━━ Tekst do ćwiczenia ━━
Emocje

Znacie teorię stref regulacji emocji wg Daniela Siegela? Siegel jest amerykańskim psychiatrą, neurobiologiem, autorem bestsellerów dotyczących funkcjonowania ludzkiego mózgu, zwłaszcza w okresie dzieciństwa i adolescencji, wyjaśniających w prostych słowach zawiłości emocjonalnego pobudzenia, tego, co się z nim wiąże i jak się objawia w zachowaniach dzieci. Odsyłam Was do książki „The Yes Brain. Mózg na tak” D. Siegela i Tiny Bryson, gdzie znajdziecie m.in. jasne wyjaśnienie tego, dlaczego w silnych emocjach, w dużym pobudzeniu, do dziecka (ani dorosłego) nie trafią żadne logiczne argumenty, tłumaczenie, moralizowanie, gadki wychowawcze, propozycje na rozwiązanie sytuacji, itp.

Źródło: https://lubimyczytac.pl/ksiazka/4846814/the-yes-brain-mozg-na-tak

Wracając do teorii stref regulacji – Siegel wyróżnił trzy strefy: zieloną, czerwoną i niebieską. Teoria stref opiera się na funkcjonowaniu autonomicznego układu nerwowego składającego się z układu współczulnego i przywspółczulnego.
━━━
§ Zadania do wykonania:
**a.** Jakie trzy strefy wyróżnił Siegel według tekstu o regulacji emocji?
**b.** Kontynuuj tekst o regulacji emocji od miejsca, w którym się kończy.
━━ Dostarczone dane ━━
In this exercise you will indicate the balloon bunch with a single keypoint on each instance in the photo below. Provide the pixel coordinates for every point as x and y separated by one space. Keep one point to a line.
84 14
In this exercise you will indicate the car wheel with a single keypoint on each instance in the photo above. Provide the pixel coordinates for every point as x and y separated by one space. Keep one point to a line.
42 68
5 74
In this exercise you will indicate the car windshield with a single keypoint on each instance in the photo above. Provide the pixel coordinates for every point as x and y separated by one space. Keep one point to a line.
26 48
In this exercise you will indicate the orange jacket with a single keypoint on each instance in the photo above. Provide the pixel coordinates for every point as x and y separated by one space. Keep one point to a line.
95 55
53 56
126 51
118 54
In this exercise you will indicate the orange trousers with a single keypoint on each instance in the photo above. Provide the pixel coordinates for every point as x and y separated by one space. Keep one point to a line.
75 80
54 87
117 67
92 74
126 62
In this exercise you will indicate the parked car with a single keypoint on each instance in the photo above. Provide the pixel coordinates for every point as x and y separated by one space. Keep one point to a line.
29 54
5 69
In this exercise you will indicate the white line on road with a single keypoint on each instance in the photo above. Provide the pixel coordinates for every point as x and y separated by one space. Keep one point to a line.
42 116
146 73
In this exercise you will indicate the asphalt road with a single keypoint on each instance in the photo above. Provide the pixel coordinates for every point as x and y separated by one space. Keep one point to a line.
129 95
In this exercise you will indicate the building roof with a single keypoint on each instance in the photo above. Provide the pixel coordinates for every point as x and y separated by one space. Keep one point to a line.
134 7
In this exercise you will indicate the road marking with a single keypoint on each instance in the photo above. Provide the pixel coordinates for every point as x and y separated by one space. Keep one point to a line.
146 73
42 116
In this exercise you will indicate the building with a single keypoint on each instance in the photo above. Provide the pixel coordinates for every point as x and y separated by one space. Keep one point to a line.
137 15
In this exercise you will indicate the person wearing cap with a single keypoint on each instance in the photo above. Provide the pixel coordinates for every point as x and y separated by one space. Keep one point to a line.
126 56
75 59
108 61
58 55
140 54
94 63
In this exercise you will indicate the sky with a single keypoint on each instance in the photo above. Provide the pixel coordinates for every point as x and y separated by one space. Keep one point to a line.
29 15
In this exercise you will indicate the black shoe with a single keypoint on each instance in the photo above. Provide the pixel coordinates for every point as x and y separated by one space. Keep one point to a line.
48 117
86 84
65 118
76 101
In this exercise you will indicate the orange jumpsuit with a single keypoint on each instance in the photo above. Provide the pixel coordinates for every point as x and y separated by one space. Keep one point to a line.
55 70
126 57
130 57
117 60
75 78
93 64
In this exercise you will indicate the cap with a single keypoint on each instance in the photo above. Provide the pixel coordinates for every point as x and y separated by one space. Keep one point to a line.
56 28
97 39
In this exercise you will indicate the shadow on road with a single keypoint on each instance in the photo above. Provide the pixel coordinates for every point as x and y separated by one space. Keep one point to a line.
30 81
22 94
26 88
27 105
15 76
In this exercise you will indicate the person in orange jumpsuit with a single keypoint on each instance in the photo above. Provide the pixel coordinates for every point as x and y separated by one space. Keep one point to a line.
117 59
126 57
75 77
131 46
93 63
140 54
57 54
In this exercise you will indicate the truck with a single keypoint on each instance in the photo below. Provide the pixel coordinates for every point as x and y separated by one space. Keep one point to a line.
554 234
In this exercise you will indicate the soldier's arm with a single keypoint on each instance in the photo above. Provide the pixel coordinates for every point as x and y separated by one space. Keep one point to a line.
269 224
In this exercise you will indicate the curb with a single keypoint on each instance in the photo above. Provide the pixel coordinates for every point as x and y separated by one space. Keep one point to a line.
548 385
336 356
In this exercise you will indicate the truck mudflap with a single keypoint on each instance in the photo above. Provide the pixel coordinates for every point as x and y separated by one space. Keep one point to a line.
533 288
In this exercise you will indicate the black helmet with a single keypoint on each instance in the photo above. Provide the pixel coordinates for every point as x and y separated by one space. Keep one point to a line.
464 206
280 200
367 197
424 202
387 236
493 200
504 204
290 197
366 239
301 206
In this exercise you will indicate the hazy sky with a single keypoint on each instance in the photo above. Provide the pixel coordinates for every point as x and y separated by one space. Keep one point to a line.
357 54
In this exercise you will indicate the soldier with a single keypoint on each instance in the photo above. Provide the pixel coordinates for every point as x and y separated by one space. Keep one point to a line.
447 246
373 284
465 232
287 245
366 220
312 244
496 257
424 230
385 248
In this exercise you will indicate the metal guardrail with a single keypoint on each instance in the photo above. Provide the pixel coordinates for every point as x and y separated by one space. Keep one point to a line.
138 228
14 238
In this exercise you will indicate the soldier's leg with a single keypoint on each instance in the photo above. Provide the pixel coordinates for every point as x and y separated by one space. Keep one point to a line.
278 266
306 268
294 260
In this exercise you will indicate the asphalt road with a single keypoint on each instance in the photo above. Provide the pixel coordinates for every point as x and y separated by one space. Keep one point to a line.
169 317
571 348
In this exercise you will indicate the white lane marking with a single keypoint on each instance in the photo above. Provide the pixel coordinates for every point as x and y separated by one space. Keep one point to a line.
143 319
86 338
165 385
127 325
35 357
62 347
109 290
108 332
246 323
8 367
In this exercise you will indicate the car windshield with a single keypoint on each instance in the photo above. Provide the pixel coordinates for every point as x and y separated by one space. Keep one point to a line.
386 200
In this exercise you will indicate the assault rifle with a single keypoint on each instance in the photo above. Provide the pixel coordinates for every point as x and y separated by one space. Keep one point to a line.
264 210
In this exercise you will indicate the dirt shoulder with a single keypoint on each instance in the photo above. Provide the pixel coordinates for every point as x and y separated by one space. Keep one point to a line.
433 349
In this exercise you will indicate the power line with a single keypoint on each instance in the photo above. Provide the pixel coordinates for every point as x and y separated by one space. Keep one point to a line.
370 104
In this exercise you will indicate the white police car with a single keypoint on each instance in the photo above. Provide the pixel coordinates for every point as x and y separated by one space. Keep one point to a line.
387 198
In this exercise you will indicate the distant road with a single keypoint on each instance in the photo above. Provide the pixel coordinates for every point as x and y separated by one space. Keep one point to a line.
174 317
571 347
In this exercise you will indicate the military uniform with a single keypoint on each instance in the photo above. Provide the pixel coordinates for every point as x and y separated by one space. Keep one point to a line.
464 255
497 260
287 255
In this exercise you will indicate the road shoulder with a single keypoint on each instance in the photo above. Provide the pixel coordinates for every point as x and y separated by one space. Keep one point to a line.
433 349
━━━
§ Odpowiedzi do zadań:
**a.** Zieloną, czerwoną i niebieską.

**b.**
Strefa zielona oznacza optymalny stan układu nerwowego, odbieranie przez niego bieżącej sytuacji jako „bezpiecznej, niezagrażającej”. Wówczas układ współczulny i przywspółczulny są w równowadze, a tę strefę cechuje rozwój, spokój, bycie w kontakcie ze sobą, swoimi uczuciami, potrzebami i z otoczeniem, otwartość na potrzeby innych osób, na uczenie się, szukanie rozwiązań, empatię, elastyczność.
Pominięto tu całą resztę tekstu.